━━━ PAGE TEXT
Which Neck Sizer to use

Discussion in 'Reloading' started by elkaholic, Dec 6, 2011.

  1. elkaholic

    elkaholic Well-Known Member

    Messages:
    5,346
    Joined:
    Dec 4, 2008
    Which neck sizer would you guys use to size a 375 Ruger down to .338? The purpose would be to step the 375 case down to .338 on my way to a 30/375....rich
     
  2. elktaxi1

    elktaxi1 Well-Known Member

    Messages:
    143
    Joined:
    Aug 24, 2011
    i use the 338 rcm and 300rcm to step down to 7mm 375 the other option might be the 7lrm brass from gunwerks you would just need to step up to 30cal. hornady may also have brass too. we had a guy come hunt this year that has a 30 375 he got though there 1000 brench rest program sorry cant remembered what he called it and his brass was head stamped for the caliber.
     

  3. elkaholic

    elkaholic Well-Known Member

    Messages:
    5,346
    Joined:
    Dec 4, 2008
    The problem I have is I am pushing the shoulder back approx. .080" so I am first using a 375 full length to get the shoulder where it needs to be. The RCM might be ok after that (what is the shoulder diameter of the RCM?) If it is wide enough, it should work. I was thinking of a RUM, Lapua, etc., to be sure of the width?
    LRM brass is out as they won't sell it unless you buy a rifle from them:rolleyes:! I have talked to Hornady about brass but have had no luck there.
━━━━━━
━━━ DATASET RECORDS
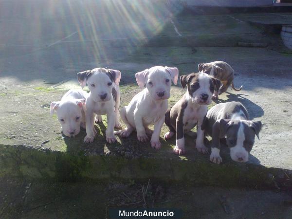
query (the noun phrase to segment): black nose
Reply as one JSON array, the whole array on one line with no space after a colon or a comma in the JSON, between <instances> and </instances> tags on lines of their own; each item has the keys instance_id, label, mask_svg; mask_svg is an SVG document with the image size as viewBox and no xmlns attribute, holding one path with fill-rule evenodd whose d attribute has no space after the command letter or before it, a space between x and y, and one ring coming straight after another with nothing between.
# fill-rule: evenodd
<instances>
[{"instance_id":1,"label":"black nose","mask_svg":"<svg viewBox=\"0 0 292 219\"><path fill-rule=\"evenodd\" d=\"M107 94L105 93L104 94L100 95L99 96L100 97L100 99L102 100L104 100L106 99L106 97L107 97Z\"/></svg>"},{"instance_id":2,"label":"black nose","mask_svg":"<svg viewBox=\"0 0 292 219\"><path fill-rule=\"evenodd\" d=\"M162 97L164 96L164 91L159 92L157 93L157 96L158 96L159 97Z\"/></svg>"},{"instance_id":3,"label":"black nose","mask_svg":"<svg viewBox=\"0 0 292 219\"><path fill-rule=\"evenodd\" d=\"M207 99L208 99L208 97L209 97L209 95L206 93L202 93L201 94L201 98L202 98L202 100L206 101L207 100Z\"/></svg>"}]
</instances>

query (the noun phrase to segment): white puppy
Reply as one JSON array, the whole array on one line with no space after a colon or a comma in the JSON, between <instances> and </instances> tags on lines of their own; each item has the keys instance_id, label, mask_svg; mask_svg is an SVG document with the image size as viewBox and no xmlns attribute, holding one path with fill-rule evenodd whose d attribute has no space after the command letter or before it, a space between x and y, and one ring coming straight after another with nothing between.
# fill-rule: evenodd
<instances>
[{"instance_id":1,"label":"white puppy","mask_svg":"<svg viewBox=\"0 0 292 219\"><path fill-rule=\"evenodd\" d=\"M136 73L136 80L141 89L146 88L137 94L129 105L121 110L121 118L127 128L121 131L122 137L128 137L136 129L138 140L145 142L147 134L152 131L148 128L154 124L151 138L151 146L159 149L161 143L159 136L168 108L167 99L170 96L171 80L176 84L179 70L176 68L155 66Z\"/></svg>"},{"instance_id":2,"label":"white puppy","mask_svg":"<svg viewBox=\"0 0 292 219\"><path fill-rule=\"evenodd\" d=\"M85 101L88 94L82 90L71 90L60 101L51 104L51 114L55 111L62 126L64 135L74 137L80 131L80 126L85 128Z\"/></svg>"},{"instance_id":3,"label":"white puppy","mask_svg":"<svg viewBox=\"0 0 292 219\"><path fill-rule=\"evenodd\" d=\"M112 69L96 68L79 73L77 76L81 87L83 88L87 83L90 91L89 96L86 100L86 136L84 142L92 142L94 139L95 114L98 115L98 120L101 120L100 115L107 114L107 141L109 143L115 142L114 127L119 128L121 126L119 122L120 102L119 83L121 80L121 72Z\"/></svg>"}]
</instances>

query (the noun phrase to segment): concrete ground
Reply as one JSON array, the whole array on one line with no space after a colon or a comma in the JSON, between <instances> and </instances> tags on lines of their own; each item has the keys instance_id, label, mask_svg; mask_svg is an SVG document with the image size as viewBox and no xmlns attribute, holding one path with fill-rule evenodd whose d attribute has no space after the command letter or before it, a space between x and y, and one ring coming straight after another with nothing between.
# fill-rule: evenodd
<instances>
[{"instance_id":1,"label":"concrete ground","mask_svg":"<svg viewBox=\"0 0 292 219\"><path fill-rule=\"evenodd\" d=\"M143 5L110 2L2 1L0 29L6 31L0 35L0 176L64 181L85 176L95 180L125 176L191 179L200 184L253 188L292 184L292 53L284 47L279 35L251 25L253 17L258 23L257 14L199 16L164 1ZM288 19L285 23L292 16L280 15ZM265 22L268 20L263 18ZM239 47L238 42L268 46ZM161 139L159 151L148 143L138 143L135 134L110 145L104 137L106 122L96 125L97 138L85 145L84 131L74 139L67 138L56 117L49 113L52 101L59 100L66 89L78 87L76 74L81 71L107 66L120 70L124 106L139 91L136 72L161 65L177 67L182 75L196 72L200 63L217 60L229 63L235 70L236 86L243 86L239 92L229 89L218 102L240 101L253 119L264 124L247 164L231 161L226 148L223 164L211 164L208 155L196 151L190 138L186 154L181 157L172 153L174 139ZM184 92L180 85L173 86L169 106ZM162 137L166 131L164 126ZM146 163L135 165L141 158ZM95 173L101 164L105 169ZM112 172L108 173L105 167L109 164L118 166L109 166ZM160 172L151 172L145 164Z\"/></svg>"},{"instance_id":2,"label":"concrete ground","mask_svg":"<svg viewBox=\"0 0 292 219\"><path fill-rule=\"evenodd\" d=\"M112 209L180 209L180 219L288 219L290 192L168 185L157 182L48 183L0 180L0 217L117 218Z\"/></svg>"}]
</instances>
━━━━━━
== TO DO ==
Write out the entire neck sizer thread word for word. The data stands apart from the neck sizer thread.

== FULL RESPONSE ==
Which Neck Sizer to use

Discussion in 'Reloading' started by elkaholic, Dec 6, 2011.

  1. elkaholic

    elkaholic Well-Known Member

    Messages:
    5,346
    Joined:
    Dec 4, 2008
    Which neck sizer would you guys use to size a 375 Ruger down to .338? The purpose would be to step the 375 case down to .338 on my way to a 30/375....rich
     
  2. elktaxi1

    elktaxi1 Well-Known Member

    Messages:
    143
    Joined:
    Aug 24, 2011
    i use the 338 rcm and 300rcm to step down to 7mm 375 the other option might be the 7lrm brass from gunwerks you would just need to step up to 30cal. hornady may also have brass too. we had a guy come hunt this year that has a 30 375 he got though there 1000 brench rest program sorry cant remembered what he called it and his brass was head stamped for the caliber.
     

  3. elkaholic

    elkaholic Well-Known Member

    Messages:
    5,346
    Joined:
    Dec 4, 2008
    The problem I have is I am pushing the shoulder back approx. .080" so I am first using a 375 full length to get the shoulder where it needs to be. The RCM might be ok after that (what is the shoulder diameter of the RCM?) If it is wide enough, it should work. I was thinking of a RUM, Lapua, etc., to be sure of the width?
    LRM brass is out as they won't sell it unless you buy a rifle from them:rolleyes:! I have talked to Hornady about brass but have had no luck there.